What is needed
Repeat exactly, and only, the lines of the entries below from the one with "Segment the target" through the one with "box: [684, 204, 800, 495]", both ends included.
((
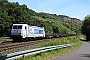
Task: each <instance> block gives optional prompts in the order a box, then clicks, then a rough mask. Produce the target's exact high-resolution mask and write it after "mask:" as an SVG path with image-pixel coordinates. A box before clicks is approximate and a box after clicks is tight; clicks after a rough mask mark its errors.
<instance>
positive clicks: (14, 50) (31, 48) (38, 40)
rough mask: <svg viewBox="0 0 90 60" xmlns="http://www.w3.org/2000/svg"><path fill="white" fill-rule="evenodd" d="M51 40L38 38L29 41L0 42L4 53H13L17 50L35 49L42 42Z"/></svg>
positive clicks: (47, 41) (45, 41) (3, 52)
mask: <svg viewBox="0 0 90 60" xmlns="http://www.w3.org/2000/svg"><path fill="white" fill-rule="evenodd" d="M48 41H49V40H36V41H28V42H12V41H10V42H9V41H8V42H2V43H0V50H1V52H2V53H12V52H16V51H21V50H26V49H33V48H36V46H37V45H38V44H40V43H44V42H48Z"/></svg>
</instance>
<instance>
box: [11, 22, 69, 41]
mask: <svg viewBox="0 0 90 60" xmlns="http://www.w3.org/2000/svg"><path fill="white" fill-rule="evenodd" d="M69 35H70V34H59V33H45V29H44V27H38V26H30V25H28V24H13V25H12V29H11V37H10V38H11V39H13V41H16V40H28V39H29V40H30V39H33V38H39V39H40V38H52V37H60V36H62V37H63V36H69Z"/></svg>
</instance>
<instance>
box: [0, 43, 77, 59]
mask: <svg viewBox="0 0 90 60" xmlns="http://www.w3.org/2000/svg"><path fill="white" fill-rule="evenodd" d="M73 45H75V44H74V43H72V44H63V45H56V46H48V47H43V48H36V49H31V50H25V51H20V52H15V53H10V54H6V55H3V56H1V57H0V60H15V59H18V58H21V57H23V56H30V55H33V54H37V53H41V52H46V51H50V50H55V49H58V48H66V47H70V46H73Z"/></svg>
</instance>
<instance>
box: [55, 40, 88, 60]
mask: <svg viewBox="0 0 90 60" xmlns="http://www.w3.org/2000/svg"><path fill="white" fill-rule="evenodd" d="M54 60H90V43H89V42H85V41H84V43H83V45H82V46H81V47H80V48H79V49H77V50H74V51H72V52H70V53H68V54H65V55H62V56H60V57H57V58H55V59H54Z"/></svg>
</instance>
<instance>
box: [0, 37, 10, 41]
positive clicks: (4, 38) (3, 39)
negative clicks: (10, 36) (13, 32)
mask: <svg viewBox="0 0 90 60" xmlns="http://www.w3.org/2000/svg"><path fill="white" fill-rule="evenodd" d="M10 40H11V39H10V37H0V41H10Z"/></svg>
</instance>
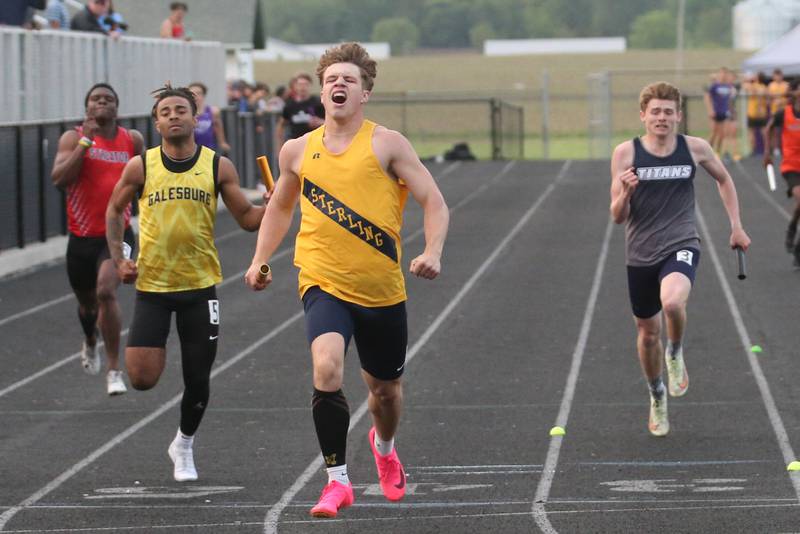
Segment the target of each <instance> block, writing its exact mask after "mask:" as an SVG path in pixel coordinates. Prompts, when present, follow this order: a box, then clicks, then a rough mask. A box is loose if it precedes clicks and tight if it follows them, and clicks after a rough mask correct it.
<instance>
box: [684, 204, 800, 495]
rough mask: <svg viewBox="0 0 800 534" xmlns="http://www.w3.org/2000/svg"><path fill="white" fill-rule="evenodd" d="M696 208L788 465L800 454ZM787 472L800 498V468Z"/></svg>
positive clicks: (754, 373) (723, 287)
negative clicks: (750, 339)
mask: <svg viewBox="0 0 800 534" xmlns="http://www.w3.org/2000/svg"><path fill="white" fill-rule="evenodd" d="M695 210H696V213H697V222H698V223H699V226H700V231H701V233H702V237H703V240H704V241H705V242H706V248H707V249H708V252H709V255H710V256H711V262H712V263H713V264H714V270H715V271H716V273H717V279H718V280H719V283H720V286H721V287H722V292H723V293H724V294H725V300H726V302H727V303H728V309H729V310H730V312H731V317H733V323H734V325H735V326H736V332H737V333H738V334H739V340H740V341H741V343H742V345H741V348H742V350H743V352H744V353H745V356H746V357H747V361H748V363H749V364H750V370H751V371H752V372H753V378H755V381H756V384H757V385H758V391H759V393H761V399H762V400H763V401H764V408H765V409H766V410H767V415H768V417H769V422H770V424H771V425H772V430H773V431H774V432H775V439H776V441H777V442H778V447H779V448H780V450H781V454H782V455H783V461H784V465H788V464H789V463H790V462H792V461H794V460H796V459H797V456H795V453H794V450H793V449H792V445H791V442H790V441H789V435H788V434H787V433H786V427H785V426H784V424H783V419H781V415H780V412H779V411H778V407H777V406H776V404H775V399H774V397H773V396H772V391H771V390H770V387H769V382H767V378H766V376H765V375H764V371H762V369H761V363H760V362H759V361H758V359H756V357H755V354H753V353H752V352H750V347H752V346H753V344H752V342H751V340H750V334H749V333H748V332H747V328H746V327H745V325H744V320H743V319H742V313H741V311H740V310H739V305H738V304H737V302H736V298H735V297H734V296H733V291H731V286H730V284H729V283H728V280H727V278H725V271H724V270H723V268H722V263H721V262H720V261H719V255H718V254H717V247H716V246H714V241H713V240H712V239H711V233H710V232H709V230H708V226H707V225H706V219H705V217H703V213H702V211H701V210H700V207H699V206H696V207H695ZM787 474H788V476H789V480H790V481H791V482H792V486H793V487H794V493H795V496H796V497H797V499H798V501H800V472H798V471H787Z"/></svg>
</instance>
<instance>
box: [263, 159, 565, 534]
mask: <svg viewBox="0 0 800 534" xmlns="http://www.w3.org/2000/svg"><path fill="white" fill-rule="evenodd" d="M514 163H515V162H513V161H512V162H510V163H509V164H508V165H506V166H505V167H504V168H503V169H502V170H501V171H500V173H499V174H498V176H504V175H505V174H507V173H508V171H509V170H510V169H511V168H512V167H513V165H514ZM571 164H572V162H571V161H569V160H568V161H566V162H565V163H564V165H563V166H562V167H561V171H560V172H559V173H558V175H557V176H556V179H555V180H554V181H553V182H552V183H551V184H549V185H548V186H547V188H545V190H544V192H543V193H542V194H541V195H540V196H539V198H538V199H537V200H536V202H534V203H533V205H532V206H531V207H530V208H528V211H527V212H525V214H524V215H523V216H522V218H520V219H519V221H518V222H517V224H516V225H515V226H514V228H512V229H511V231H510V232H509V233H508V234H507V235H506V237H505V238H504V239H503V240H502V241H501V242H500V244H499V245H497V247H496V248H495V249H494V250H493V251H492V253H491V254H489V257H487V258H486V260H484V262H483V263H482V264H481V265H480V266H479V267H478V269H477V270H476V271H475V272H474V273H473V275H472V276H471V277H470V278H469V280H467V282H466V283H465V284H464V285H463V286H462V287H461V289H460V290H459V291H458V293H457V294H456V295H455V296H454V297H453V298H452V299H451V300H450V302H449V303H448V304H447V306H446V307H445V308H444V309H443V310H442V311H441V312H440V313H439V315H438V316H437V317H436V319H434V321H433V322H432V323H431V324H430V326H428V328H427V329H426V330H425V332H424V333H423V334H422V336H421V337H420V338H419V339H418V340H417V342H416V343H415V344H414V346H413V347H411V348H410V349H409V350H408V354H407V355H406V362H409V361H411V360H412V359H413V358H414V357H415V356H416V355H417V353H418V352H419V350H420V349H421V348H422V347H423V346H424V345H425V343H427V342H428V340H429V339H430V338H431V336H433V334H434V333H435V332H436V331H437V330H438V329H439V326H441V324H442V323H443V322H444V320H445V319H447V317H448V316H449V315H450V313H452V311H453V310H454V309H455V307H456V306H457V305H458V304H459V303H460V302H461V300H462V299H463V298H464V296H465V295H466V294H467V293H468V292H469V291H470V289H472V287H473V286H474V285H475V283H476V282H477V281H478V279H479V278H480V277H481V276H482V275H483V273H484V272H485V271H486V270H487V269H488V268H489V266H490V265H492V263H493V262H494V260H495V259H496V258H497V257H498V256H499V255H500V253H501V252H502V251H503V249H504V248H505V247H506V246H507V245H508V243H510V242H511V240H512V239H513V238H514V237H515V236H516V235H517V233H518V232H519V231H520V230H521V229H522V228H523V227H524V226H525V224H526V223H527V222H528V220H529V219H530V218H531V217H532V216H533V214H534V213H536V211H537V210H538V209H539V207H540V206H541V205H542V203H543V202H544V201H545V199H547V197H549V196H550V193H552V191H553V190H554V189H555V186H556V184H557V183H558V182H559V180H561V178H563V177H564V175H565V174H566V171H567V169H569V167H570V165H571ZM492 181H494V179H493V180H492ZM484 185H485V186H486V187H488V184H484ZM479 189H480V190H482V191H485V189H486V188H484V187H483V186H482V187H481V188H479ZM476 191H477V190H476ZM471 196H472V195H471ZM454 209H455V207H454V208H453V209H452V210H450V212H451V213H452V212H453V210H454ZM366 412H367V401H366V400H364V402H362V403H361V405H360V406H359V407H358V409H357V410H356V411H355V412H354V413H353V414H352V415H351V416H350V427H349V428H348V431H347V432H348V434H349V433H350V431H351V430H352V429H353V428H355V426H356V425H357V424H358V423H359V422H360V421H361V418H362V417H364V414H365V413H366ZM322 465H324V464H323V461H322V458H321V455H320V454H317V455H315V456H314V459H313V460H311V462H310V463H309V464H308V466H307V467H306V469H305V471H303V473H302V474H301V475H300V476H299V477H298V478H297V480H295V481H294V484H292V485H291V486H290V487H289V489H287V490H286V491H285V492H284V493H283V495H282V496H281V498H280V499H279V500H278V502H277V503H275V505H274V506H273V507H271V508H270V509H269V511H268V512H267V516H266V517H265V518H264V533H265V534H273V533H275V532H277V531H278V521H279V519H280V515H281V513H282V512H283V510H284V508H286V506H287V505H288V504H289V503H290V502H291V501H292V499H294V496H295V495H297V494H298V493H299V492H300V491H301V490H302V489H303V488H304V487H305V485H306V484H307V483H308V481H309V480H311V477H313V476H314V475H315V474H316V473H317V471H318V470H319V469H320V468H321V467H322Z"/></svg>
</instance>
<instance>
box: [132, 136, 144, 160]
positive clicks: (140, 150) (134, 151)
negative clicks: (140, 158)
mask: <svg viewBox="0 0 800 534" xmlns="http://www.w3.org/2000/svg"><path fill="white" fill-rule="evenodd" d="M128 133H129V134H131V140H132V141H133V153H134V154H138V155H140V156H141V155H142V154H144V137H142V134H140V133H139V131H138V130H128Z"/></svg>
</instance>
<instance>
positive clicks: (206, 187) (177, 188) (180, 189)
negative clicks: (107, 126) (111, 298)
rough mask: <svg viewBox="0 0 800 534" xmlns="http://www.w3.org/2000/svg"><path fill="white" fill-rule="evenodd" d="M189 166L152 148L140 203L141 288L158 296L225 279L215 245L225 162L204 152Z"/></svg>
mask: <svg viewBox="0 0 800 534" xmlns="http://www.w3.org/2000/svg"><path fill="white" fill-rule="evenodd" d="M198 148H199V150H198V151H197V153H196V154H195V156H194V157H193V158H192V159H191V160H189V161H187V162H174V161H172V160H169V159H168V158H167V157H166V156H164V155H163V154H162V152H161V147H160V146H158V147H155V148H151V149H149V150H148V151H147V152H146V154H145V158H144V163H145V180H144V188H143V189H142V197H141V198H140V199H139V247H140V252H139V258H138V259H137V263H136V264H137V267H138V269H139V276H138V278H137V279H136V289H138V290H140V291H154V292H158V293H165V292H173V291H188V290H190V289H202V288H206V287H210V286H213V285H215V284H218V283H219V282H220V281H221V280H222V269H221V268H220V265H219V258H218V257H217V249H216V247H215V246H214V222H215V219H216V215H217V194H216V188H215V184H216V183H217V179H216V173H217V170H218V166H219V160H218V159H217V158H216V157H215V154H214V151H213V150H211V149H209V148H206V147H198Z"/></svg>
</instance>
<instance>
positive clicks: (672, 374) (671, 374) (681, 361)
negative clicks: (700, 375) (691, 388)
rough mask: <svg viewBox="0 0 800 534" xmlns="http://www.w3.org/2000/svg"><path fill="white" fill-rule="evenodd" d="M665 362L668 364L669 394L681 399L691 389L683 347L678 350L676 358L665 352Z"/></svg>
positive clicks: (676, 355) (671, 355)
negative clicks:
))
Task answer
Segment the target of each <instance> block, writing its exact mask after "mask:" as an SVG path in pixel coordinates. Prompts, when present, follow this order: a box, then clicks, then a rough mask. A box is loose if it precedes clicks and tight if it follows them, and clicks after a rough mask correct it.
<instance>
box: [684, 204, 800, 495]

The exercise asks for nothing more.